■ Exercise goal ■
In the sermon excerpt, rewrite the part that opens with the words "And that means" and closes with "actually means. (pause)", putting "chairs" in place of "pews".

But you know what, it goes deeper than that…because I believe that God has blessed us with amazing minds that find connection in so many amazing ways.  And often, if we allow our minds to do so…we begin to see connections with our faith…and with our God who made all of this in the first place…and there’s a word for that sort of thing…Incarnation.

Often times that word gets used strictly to describe God becoming human…and that’s not wrong…God did become human…God put on flesh…God did dwell among us…but it goes farther than that too…because once “THE INCARNATION” was over and the resurrected Lord returned to heaven, we were given the assurance that through the power of the Holy Spirit, WE ARE THE BODY OF CHRIST…

And that means that each of these little moments that reveal a truth to us…those images or those sounds or those interactions with one another…whatever they are…they reveal a little bit of God to us…and that’s how our faith puts on flesh…because our lives of faith are NOT just 45 minutes or an hour that we spend sitting in these pews on a Sunday morning…our lives of faith are lived 24-7…and truly ALL of creation speaks to the glory of God…even in those moments when we can’t quite understand just what that Glory actually means. (pause)

■ Record list ■
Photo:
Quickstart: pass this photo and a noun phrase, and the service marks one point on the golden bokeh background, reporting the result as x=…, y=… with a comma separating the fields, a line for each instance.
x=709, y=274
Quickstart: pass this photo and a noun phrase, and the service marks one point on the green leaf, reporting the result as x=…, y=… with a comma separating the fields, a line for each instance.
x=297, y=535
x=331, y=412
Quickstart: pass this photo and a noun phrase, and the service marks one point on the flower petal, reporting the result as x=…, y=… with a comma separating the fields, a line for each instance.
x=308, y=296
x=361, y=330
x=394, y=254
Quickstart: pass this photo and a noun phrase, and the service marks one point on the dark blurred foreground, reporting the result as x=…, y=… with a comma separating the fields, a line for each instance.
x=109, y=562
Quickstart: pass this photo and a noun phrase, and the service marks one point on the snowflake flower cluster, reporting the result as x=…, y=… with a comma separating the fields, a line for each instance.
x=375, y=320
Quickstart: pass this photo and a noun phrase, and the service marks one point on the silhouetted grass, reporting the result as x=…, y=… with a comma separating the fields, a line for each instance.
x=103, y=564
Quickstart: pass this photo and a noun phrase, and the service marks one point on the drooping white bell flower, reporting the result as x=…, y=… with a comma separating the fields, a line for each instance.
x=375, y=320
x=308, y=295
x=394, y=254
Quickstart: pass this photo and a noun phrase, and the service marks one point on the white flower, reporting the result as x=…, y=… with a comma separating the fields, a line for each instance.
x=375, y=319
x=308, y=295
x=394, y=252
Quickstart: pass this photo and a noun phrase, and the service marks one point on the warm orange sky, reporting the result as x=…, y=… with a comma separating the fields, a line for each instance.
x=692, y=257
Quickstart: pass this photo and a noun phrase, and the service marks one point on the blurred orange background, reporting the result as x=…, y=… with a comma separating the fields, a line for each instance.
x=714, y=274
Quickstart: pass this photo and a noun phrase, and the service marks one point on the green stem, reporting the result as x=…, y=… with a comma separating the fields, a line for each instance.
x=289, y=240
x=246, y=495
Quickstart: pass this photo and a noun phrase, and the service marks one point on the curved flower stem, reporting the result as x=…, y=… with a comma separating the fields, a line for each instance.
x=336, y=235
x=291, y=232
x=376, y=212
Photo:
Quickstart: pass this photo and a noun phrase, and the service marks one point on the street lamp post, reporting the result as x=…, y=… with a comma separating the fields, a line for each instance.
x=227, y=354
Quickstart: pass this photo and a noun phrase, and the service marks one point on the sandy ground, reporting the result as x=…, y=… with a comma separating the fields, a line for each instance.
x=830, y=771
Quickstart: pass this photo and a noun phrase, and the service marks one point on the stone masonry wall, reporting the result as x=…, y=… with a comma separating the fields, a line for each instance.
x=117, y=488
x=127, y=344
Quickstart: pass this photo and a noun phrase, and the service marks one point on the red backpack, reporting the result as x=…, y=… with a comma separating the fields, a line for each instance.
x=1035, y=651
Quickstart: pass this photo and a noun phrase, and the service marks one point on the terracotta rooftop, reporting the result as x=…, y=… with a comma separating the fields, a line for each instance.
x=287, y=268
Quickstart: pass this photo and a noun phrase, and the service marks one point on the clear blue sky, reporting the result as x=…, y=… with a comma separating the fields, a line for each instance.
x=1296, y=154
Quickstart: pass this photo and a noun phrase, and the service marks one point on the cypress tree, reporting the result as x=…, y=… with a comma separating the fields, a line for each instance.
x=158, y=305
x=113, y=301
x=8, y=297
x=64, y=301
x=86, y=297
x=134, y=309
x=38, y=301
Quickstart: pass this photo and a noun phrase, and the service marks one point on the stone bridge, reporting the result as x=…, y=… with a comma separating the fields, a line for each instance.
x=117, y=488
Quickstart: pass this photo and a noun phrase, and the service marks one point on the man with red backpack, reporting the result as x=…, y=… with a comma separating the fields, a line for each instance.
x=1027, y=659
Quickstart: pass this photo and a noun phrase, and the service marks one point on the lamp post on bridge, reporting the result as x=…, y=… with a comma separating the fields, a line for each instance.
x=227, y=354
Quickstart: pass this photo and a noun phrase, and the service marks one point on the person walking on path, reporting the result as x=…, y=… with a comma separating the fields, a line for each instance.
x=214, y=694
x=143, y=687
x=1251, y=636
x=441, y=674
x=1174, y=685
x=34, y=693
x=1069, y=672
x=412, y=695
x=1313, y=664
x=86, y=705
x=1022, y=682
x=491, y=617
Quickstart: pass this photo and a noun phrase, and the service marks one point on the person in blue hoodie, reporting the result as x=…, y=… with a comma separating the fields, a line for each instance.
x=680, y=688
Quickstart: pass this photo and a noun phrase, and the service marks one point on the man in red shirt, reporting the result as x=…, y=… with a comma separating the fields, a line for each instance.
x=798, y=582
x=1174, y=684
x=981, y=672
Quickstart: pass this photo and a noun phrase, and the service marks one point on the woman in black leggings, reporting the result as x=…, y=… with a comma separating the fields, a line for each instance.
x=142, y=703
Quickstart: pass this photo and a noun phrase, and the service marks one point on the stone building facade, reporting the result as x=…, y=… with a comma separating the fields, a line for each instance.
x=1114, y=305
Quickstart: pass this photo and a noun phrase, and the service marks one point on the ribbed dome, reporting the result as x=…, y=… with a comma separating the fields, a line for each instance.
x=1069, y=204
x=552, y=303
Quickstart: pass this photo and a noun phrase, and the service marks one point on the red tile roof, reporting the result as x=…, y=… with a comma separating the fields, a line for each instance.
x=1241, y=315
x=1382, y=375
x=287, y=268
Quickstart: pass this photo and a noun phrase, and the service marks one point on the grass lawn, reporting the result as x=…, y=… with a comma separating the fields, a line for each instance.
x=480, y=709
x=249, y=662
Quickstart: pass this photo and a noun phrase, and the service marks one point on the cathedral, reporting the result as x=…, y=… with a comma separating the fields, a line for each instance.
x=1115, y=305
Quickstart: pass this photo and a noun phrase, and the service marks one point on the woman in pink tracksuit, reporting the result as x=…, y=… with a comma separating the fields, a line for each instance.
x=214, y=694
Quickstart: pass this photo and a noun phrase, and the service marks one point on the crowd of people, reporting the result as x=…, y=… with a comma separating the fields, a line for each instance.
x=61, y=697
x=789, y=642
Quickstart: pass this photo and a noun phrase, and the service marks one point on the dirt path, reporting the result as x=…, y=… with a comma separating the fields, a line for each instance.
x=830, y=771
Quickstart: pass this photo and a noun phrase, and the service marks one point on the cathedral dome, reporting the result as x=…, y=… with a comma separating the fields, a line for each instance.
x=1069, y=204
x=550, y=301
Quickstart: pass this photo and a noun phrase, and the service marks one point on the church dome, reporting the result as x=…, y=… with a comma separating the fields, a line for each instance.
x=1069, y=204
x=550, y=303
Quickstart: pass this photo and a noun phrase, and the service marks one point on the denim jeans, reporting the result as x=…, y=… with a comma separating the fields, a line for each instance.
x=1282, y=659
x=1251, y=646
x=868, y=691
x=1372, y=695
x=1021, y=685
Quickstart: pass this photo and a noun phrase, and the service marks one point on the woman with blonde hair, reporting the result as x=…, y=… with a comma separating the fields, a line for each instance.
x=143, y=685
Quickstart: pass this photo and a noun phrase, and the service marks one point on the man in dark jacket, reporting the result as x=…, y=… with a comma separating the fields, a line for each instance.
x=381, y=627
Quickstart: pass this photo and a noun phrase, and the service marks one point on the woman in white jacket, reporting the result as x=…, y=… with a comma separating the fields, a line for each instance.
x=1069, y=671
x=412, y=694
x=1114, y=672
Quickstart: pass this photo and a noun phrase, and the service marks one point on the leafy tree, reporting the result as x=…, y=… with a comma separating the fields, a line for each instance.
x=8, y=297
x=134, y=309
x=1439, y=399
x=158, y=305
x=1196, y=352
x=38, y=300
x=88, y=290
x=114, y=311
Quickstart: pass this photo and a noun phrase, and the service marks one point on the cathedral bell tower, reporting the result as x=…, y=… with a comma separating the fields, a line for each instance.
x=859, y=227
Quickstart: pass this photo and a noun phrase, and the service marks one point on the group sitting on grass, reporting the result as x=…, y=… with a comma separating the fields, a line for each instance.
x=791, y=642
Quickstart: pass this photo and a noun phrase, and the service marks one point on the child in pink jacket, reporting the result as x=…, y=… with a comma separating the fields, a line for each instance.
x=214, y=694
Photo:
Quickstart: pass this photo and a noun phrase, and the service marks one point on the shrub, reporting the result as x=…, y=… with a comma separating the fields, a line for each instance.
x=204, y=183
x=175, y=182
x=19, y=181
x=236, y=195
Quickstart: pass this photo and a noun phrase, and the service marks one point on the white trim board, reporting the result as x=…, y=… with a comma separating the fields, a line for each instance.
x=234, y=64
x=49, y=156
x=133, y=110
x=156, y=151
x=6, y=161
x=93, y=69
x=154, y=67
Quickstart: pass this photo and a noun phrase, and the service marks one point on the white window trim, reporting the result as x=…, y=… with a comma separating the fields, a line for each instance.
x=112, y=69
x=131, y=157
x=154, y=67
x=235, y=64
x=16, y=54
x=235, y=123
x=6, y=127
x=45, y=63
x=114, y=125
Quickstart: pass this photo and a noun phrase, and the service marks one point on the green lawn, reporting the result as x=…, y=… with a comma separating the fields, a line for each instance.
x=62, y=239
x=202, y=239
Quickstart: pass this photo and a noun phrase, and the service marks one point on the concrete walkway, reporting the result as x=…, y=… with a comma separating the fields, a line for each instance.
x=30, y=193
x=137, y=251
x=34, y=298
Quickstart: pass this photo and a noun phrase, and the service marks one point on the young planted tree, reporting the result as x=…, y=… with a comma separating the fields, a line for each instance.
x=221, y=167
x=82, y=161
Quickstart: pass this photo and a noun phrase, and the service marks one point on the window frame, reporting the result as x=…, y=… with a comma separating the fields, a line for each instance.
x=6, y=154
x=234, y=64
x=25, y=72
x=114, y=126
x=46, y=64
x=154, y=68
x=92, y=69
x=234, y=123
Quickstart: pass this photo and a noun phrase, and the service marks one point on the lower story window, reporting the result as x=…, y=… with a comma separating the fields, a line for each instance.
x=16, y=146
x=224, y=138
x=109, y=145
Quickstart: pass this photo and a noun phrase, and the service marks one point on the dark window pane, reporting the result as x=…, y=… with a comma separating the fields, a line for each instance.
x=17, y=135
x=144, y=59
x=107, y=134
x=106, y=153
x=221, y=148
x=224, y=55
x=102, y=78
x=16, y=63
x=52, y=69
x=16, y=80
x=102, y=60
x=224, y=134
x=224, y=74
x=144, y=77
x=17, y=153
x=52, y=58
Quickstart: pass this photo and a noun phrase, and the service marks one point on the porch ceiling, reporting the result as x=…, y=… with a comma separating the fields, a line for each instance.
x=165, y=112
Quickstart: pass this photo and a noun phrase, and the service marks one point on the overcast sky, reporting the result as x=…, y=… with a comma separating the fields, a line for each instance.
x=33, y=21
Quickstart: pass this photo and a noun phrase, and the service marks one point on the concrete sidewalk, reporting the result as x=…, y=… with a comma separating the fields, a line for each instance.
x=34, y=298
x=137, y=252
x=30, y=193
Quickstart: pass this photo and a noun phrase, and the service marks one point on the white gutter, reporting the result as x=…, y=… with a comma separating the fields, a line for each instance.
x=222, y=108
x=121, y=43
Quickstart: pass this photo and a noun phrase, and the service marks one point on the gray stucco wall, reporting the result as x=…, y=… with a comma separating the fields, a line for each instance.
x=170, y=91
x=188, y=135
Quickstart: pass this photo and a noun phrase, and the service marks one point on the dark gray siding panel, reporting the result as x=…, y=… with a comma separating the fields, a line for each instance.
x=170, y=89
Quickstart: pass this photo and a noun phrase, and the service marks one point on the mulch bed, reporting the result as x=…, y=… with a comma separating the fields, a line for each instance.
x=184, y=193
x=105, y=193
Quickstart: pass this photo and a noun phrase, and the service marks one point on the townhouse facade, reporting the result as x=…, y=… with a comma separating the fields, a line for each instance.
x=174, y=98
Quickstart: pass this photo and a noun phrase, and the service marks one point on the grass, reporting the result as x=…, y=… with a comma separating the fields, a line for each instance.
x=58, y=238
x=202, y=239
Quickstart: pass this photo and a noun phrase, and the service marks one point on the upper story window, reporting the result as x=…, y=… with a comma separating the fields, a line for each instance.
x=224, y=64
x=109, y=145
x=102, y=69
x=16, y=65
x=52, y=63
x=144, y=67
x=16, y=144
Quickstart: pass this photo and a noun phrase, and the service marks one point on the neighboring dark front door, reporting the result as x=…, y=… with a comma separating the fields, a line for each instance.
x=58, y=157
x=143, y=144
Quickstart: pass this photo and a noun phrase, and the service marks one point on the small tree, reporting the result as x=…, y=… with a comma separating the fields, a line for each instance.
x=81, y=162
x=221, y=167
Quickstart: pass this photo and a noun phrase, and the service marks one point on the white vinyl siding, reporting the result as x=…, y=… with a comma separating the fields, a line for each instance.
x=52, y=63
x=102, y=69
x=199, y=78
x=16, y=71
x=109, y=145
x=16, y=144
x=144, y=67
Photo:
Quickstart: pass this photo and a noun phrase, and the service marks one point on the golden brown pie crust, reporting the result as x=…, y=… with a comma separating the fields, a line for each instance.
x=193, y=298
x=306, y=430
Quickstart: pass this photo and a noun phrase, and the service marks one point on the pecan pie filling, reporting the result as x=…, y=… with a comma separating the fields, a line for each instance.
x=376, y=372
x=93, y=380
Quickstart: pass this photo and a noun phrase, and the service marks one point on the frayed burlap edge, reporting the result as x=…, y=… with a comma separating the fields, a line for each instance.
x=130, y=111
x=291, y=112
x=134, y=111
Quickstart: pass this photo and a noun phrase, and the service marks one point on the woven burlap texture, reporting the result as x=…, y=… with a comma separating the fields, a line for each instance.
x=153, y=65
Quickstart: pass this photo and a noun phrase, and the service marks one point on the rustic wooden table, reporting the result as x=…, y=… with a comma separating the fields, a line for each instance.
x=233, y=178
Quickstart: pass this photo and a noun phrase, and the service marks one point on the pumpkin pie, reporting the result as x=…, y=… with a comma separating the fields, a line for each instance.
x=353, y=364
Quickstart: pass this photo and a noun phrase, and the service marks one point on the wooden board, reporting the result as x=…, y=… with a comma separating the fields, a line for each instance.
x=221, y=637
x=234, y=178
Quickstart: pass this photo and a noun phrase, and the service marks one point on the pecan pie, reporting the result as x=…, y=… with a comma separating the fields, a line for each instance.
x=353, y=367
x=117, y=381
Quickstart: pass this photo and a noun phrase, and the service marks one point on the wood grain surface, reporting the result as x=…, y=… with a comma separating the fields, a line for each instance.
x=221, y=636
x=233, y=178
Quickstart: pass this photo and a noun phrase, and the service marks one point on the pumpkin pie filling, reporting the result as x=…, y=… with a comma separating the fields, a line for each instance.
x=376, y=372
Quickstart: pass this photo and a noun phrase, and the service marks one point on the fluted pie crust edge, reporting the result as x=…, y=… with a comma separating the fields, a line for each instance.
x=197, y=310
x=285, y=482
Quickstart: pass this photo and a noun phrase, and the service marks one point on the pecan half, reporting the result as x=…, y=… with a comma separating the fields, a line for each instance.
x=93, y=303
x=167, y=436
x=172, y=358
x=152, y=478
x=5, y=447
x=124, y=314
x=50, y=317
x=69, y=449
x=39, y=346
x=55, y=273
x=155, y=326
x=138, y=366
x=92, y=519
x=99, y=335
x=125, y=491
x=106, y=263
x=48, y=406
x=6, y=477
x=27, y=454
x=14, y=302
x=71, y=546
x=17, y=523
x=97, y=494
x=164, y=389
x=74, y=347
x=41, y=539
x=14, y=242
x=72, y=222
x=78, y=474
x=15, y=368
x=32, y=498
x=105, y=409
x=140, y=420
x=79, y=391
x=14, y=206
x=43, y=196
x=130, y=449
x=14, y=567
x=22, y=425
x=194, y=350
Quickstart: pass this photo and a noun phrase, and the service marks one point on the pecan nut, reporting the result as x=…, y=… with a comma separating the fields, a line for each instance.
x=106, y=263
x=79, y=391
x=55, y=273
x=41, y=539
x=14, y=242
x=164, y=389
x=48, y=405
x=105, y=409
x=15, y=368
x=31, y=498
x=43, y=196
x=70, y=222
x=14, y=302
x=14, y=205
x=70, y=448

■ Output ■
And that means that each of these little moments that reveal a truth to us…those images or those sounds or those interactions with one another…whatever they are…they reveal a little bit of God to us…and that’s how our faith puts on flesh…because our lives of faith are NOT just 45 minutes or an hour that we spend sitting in these chairs on a Sunday morning…our lives of faith are lived 24-7…and truly ALL of creation speaks to the glory of God…even in those moments when we can’t quite understand just what that Glory actually means. (pause)